Activity ▸ With both ends included, repeat exactly the lines of the entries below from the one containing "161L290 195L299 198L302" down to the one containing "positive clicks: (100, 300)", and no others.

(Records for this exercise Opens)

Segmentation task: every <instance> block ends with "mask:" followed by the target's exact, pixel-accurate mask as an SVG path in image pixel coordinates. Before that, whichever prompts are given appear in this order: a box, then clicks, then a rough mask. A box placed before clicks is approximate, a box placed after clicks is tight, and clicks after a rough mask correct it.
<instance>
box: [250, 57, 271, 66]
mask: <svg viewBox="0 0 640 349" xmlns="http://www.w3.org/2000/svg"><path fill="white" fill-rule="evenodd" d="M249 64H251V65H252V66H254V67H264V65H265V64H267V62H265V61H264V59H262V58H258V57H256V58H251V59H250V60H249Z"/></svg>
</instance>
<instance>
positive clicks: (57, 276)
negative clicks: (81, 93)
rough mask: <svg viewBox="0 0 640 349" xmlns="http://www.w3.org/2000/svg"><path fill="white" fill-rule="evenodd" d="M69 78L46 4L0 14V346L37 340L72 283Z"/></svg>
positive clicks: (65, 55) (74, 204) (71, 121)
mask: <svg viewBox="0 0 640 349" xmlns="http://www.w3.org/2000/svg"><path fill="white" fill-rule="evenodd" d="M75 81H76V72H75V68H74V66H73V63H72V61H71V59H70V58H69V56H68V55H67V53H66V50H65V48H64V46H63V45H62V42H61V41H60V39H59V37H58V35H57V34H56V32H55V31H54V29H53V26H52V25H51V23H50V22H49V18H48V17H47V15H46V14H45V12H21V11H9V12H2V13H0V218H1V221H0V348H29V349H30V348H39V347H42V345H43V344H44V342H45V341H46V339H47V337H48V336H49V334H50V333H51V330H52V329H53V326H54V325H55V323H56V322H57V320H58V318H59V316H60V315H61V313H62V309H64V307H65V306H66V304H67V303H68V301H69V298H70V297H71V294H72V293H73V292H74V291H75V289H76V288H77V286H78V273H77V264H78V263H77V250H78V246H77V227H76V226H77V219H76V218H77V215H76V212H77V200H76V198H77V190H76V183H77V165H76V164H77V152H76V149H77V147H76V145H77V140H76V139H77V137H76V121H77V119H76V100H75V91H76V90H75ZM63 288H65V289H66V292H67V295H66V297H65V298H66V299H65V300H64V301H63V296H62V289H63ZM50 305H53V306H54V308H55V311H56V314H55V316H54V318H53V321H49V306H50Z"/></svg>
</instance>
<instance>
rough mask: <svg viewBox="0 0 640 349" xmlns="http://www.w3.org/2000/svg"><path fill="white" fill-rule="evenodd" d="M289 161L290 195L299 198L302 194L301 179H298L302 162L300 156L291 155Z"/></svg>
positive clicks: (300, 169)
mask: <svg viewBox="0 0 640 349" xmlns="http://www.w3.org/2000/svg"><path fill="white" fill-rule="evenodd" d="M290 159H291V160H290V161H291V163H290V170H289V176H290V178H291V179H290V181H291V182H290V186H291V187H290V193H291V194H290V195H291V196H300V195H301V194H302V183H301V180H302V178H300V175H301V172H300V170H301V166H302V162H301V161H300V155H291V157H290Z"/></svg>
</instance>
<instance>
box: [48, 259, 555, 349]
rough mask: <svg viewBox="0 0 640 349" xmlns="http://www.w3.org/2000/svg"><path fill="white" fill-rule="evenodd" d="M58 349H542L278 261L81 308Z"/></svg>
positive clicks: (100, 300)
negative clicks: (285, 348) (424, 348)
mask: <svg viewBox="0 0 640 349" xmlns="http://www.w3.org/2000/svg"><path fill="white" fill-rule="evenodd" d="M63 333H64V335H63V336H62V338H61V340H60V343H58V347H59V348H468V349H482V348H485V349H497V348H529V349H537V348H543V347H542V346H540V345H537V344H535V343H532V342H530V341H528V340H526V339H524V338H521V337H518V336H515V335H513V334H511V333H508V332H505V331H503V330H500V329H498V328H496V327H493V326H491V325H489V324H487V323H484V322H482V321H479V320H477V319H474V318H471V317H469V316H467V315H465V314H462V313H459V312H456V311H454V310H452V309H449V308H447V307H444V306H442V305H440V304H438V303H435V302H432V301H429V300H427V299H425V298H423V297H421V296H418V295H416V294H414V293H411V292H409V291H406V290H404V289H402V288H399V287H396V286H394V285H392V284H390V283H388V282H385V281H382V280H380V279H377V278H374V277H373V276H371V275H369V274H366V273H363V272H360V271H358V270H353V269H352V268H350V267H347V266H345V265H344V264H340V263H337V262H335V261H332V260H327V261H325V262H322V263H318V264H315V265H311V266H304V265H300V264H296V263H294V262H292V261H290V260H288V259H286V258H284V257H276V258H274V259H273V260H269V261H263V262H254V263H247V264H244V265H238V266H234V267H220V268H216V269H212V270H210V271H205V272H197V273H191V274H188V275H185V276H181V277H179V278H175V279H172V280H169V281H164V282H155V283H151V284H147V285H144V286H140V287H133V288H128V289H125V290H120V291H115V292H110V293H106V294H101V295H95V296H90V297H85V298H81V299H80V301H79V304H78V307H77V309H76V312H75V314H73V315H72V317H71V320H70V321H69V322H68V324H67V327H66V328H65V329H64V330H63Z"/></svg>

(Records for this exercise Closes)

Output of the task ▸
rough mask: <svg viewBox="0 0 640 349" xmlns="http://www.w3.org/2000/svg"><path fill="white" fill-rule="evenodd" d="M289 161L290 195L299 198L302 194L301 179H298L302 162L300 156L291 155Z"/></svg>
positive clicks: (300, 169)
mask: <svg viewBox="0 0 640 349" xmlns="http://www.w3.org/2000/svg"><path fill="white" fill-rule="evenodd" d="M290 159H291V160H290V161H291V163H290V170H289V176H290V178H291V179H290V181H291V182H290V186H291V187H290V193H291V194H290V195H291V196H300V195H301V194H302V183H301V180H302V178H300V175H301V172H300V170H301V166H302V162H301V161H300V155H291V157H290Z"/></svg>
</instance>
<instance>
box: [48, 259, 555, 349]
rough mask: <svg viewBox="0 0 640 349" xmlns="http://www.w3.org/2000/svg"><path fill="white" fill-rule="evenodd" d="M58 349H542L278 261L81 308Z"/></svg>
positive clicks: (100, 300)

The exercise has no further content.